Text-to-region grounding data>
[Start of Attachment]

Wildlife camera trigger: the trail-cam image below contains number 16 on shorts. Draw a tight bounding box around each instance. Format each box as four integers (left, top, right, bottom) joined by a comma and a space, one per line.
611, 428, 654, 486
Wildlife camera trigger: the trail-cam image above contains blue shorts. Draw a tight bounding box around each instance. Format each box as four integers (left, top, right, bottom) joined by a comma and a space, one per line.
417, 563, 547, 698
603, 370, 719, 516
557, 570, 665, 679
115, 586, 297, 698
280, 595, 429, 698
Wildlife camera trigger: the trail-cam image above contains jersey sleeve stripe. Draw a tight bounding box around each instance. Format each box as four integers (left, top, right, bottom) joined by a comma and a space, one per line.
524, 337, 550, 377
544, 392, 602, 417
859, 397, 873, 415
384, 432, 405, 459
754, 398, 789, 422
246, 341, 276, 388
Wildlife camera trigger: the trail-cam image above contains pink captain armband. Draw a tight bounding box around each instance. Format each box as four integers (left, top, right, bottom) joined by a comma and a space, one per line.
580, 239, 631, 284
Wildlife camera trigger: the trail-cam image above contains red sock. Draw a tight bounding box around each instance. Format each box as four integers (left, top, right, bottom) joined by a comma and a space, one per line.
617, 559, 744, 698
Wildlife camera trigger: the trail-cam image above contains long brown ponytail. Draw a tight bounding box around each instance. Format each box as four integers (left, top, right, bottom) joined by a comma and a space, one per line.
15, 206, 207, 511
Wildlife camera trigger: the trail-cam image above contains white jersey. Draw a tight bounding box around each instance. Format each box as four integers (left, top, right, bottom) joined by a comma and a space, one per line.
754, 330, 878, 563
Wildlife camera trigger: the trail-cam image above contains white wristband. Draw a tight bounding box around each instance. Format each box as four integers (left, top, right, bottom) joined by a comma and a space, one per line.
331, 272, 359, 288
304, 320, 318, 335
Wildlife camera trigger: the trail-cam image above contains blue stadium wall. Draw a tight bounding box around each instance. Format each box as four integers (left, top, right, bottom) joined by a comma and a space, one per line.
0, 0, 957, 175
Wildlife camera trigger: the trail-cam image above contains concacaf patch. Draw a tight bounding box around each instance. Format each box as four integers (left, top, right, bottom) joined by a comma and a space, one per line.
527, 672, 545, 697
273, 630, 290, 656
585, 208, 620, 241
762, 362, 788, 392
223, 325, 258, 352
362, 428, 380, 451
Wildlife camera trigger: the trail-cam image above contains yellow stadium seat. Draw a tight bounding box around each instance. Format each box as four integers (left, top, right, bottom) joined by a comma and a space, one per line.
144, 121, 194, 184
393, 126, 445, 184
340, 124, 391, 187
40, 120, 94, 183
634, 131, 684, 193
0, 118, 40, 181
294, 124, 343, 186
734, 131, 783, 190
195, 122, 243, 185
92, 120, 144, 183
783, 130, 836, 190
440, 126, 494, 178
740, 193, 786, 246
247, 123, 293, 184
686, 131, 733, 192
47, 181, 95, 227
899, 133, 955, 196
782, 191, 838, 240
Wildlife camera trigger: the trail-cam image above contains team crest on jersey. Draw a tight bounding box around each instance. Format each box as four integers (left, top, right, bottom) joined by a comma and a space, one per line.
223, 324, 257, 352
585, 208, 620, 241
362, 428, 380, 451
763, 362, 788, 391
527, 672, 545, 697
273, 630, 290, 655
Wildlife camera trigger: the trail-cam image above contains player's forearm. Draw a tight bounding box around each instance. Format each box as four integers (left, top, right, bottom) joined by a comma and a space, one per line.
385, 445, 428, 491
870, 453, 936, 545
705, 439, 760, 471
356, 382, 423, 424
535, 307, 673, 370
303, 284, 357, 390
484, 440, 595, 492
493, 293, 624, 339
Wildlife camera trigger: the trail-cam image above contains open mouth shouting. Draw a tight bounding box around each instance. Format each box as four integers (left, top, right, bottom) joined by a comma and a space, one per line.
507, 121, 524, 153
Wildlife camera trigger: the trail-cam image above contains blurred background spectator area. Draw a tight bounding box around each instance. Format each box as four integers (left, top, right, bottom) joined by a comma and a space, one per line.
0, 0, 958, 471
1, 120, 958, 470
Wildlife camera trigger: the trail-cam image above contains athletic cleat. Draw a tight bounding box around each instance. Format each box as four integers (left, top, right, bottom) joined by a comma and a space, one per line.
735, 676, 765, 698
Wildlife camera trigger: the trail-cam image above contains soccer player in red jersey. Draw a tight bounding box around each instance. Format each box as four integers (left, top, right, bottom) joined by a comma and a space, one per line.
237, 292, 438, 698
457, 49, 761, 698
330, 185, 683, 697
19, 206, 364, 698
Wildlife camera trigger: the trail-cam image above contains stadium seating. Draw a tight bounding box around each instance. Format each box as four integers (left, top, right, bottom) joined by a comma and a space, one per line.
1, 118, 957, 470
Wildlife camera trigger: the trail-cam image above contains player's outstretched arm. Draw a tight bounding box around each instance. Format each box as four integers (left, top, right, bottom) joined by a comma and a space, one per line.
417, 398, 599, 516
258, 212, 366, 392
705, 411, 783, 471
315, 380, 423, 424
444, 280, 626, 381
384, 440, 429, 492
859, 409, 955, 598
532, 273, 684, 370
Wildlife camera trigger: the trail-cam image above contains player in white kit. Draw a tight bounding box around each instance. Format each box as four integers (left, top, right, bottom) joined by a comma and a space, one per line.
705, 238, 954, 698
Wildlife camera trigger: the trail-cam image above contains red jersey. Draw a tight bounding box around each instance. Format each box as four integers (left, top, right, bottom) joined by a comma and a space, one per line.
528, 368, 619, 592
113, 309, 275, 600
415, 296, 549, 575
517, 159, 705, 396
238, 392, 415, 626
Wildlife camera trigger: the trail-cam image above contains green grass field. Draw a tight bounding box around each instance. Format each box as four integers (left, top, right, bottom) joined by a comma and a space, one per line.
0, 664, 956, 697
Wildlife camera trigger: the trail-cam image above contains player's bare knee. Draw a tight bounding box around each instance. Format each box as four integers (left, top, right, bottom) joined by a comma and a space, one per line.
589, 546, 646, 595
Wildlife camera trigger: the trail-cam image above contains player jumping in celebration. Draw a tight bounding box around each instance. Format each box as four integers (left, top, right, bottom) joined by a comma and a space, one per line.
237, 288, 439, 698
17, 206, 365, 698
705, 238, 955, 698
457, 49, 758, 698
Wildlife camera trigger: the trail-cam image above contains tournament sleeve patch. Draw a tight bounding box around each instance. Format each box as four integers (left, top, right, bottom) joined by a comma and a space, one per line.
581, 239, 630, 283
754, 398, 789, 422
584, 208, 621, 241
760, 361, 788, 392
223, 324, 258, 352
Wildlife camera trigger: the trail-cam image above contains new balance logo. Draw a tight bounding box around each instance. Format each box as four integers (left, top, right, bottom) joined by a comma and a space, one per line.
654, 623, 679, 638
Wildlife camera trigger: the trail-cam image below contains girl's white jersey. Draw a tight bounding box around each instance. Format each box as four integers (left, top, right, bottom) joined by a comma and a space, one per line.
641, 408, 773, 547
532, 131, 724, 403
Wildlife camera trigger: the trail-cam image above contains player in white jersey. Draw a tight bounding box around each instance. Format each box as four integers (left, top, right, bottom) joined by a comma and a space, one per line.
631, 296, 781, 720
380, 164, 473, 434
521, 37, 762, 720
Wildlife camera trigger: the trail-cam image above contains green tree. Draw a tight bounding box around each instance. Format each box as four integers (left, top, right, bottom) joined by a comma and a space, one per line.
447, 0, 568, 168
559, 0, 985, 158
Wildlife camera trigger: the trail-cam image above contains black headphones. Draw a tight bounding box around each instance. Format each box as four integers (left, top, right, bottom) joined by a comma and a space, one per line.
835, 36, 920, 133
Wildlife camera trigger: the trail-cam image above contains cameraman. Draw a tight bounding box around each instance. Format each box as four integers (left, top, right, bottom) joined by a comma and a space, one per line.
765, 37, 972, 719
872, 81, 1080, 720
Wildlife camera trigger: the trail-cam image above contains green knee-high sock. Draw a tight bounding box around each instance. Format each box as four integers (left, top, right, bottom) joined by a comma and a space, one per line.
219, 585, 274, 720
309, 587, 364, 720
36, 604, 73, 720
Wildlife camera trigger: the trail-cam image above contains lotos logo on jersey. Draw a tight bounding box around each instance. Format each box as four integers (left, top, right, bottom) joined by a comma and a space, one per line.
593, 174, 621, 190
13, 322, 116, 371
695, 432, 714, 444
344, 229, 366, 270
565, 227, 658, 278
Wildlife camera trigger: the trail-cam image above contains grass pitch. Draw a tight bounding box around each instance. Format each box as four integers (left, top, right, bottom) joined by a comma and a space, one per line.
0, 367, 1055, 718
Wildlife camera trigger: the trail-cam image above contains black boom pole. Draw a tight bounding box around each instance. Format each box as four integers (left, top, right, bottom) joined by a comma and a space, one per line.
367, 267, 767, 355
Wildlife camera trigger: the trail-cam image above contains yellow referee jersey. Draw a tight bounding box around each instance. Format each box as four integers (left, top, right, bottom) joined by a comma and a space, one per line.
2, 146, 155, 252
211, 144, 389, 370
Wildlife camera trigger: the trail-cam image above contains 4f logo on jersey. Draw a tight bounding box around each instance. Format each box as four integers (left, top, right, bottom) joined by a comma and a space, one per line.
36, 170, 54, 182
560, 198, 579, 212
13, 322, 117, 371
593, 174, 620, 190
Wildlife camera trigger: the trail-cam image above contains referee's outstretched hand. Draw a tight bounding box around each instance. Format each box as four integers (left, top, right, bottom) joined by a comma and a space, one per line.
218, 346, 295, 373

[End of Attachment]

ABOUT THIS EXERCISE>
Please write out, exactly as they appear, only the lines from the one holding "contains yellow referee" through the end of the data.

TASK RESULT>
Wildlife camera trigger: the trail-cam image above contains yellow referee jersey. Draw a tight bounding box around each instance. Format each box as four integers (left, top, right, bottom) joined by a comma and a space, one per line.
2, 146, 155, 252
211, 144, 389, 370
Wildlife camera trigger: the trail-cam image above contains 4f logo on jersey. Draw a tight bounding box around each instance. Format each box as four integers (left, top, right, bottom) joined by a comma and a space, one per line.
36, 170, 54, 182
560, 198, 579, 212
13, 322, 117, 371
593, 174, 620, 190
Wildlife camera trigger: the trail-cam image above contains referee's outstretched hand. Draw a tight bounding box around each instance. Format each box as four integers (left, top, right, bottom) joined by a comma and a space, one per line.
218, 346, 295, 373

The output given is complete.